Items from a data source
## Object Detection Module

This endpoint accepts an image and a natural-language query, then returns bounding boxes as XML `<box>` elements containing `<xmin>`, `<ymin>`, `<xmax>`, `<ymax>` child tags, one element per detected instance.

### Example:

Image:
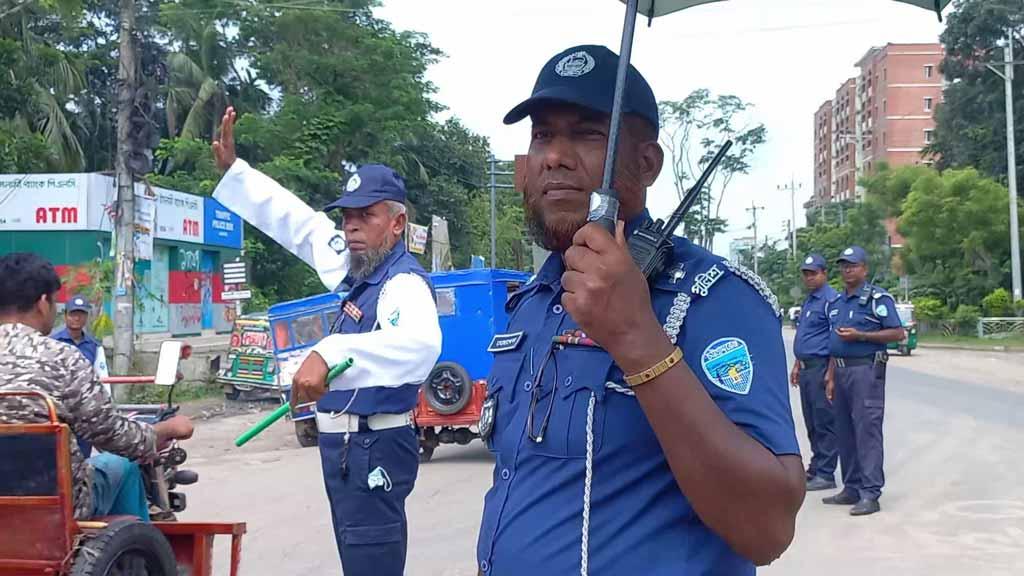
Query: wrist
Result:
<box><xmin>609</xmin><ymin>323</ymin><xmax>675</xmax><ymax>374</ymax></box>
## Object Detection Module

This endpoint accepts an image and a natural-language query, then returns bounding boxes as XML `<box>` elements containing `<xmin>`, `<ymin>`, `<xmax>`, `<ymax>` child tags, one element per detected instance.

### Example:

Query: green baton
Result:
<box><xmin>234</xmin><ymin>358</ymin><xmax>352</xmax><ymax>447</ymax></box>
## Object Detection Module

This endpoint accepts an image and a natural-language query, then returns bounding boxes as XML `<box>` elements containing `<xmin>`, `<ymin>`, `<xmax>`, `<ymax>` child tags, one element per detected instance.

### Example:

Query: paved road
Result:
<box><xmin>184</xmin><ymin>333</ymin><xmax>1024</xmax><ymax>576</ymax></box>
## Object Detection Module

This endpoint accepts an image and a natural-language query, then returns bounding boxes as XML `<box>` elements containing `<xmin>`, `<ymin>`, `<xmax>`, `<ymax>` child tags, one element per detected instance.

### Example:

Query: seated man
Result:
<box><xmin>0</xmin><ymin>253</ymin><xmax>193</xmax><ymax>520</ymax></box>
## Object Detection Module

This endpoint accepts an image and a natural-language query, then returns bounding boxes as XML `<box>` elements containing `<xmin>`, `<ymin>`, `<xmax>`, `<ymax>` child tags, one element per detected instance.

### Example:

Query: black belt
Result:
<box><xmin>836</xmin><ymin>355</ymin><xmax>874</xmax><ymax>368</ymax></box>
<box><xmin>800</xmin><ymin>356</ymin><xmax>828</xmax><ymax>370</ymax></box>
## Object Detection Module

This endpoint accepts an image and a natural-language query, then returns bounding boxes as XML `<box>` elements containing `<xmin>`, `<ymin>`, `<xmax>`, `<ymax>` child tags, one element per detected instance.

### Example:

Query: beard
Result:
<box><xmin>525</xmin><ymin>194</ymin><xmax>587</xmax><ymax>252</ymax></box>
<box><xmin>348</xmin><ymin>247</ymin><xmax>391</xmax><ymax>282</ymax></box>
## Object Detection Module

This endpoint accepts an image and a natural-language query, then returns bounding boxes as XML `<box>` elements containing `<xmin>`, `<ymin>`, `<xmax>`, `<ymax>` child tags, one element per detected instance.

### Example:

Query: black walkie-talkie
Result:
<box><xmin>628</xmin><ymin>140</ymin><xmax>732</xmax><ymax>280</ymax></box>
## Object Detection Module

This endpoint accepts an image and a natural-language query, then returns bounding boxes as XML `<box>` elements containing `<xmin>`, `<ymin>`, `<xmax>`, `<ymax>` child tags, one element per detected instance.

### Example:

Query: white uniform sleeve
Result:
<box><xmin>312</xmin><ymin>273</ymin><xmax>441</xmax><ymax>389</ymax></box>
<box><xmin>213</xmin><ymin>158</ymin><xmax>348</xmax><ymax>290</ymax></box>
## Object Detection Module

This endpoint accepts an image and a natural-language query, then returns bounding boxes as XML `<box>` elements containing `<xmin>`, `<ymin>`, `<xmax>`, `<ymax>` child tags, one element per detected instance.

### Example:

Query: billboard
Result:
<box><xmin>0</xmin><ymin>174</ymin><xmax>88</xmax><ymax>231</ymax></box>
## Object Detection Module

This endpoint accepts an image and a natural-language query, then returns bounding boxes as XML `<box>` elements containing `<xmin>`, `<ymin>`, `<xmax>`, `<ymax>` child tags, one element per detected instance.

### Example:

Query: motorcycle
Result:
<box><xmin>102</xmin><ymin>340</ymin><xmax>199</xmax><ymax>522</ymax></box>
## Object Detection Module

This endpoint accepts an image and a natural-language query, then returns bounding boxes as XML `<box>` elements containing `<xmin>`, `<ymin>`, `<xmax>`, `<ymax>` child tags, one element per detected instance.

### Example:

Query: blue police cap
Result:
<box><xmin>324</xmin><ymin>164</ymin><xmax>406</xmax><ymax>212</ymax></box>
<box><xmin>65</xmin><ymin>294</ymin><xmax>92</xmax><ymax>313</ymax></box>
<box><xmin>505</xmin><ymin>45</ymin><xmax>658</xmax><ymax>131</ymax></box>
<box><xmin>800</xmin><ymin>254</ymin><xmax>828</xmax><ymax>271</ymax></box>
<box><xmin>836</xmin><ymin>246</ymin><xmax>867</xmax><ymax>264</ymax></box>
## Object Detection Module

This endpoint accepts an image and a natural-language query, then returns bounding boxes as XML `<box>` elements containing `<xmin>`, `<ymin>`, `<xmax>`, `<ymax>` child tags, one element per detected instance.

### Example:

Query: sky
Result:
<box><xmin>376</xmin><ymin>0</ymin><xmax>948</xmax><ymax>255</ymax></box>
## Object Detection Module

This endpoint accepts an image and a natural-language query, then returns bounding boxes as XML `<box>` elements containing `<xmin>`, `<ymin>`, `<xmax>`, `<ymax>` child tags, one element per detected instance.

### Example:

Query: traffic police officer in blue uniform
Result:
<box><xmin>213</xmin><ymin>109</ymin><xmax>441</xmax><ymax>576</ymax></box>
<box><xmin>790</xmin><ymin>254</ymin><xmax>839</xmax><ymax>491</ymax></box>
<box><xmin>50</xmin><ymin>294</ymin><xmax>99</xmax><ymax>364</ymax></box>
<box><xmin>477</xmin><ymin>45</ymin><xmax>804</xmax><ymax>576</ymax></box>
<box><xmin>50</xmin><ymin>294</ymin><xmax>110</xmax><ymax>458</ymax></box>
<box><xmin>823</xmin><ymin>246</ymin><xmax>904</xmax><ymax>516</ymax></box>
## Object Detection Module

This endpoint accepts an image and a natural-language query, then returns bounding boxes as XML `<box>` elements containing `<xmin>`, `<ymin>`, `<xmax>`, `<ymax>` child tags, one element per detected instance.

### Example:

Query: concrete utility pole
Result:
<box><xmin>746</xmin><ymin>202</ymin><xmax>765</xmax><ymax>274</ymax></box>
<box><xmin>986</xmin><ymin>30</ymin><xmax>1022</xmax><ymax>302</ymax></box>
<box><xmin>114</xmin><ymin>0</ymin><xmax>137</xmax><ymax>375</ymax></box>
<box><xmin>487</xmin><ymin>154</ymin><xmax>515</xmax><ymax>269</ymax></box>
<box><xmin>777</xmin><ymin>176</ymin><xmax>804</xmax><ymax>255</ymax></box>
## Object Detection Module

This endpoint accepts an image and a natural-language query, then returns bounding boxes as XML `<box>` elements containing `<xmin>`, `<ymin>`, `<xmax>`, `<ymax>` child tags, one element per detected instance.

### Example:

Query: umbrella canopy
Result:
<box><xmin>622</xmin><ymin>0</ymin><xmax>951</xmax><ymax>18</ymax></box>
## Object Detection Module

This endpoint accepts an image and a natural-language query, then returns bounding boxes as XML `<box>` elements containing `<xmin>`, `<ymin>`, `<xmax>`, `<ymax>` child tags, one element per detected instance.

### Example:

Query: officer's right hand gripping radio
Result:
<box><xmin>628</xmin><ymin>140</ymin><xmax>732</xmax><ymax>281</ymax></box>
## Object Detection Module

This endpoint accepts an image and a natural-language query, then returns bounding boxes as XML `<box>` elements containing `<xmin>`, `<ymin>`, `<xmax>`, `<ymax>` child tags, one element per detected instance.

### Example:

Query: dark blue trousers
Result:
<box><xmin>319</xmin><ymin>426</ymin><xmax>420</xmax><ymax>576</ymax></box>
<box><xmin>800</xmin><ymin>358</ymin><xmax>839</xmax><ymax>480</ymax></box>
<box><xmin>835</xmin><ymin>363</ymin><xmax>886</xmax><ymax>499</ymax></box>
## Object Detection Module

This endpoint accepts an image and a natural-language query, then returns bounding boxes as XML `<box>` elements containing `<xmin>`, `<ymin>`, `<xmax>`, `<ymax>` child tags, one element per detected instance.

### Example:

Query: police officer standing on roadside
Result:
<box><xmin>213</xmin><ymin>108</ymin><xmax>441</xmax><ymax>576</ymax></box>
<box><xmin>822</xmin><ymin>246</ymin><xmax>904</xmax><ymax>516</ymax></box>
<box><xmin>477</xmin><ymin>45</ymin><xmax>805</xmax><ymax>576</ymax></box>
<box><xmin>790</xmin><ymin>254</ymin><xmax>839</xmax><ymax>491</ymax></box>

...

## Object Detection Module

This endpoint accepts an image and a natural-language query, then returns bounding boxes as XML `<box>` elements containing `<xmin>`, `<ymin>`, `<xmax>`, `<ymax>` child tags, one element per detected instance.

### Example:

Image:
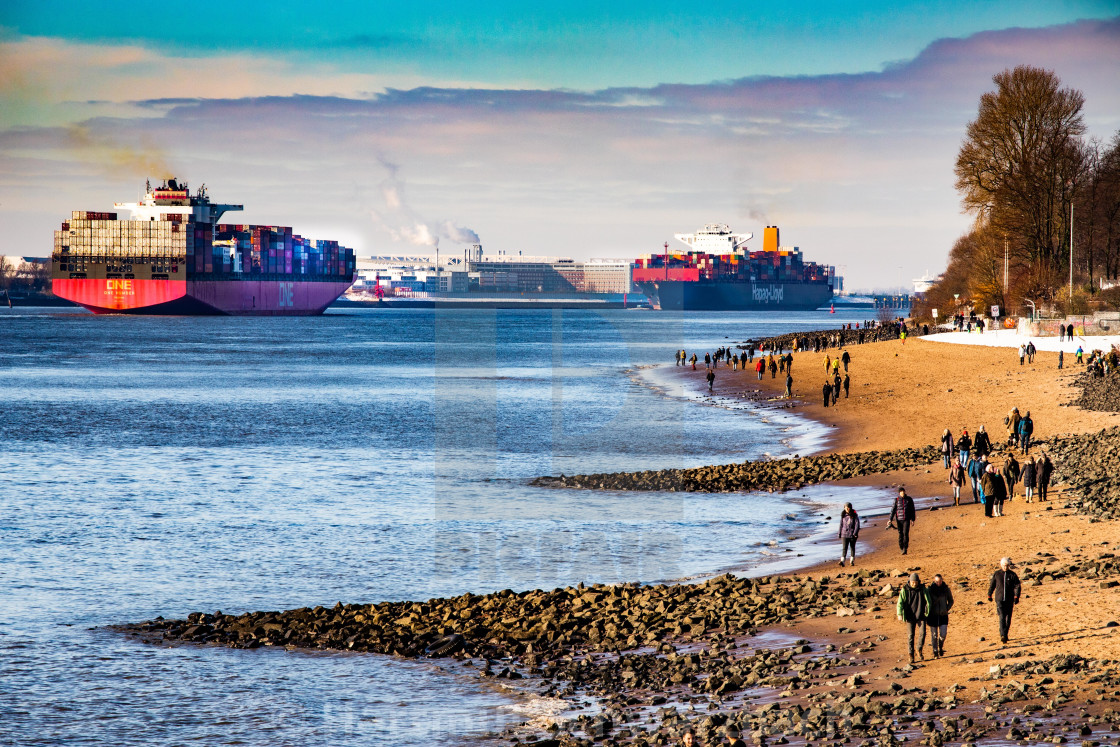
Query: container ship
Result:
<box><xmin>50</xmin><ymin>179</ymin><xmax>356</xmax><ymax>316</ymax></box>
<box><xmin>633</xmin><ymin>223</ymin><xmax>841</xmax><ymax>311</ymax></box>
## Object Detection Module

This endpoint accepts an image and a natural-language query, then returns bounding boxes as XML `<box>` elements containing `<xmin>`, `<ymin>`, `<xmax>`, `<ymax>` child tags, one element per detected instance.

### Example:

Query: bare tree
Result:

▸ What is asked
Identify every line in the items above that contains the string "police", and copy each of those lines. Case counts when matching.

▸ The output
Query: blue police cap
Query: traffic police officer in blue uniform
Query: police officer standing on roadside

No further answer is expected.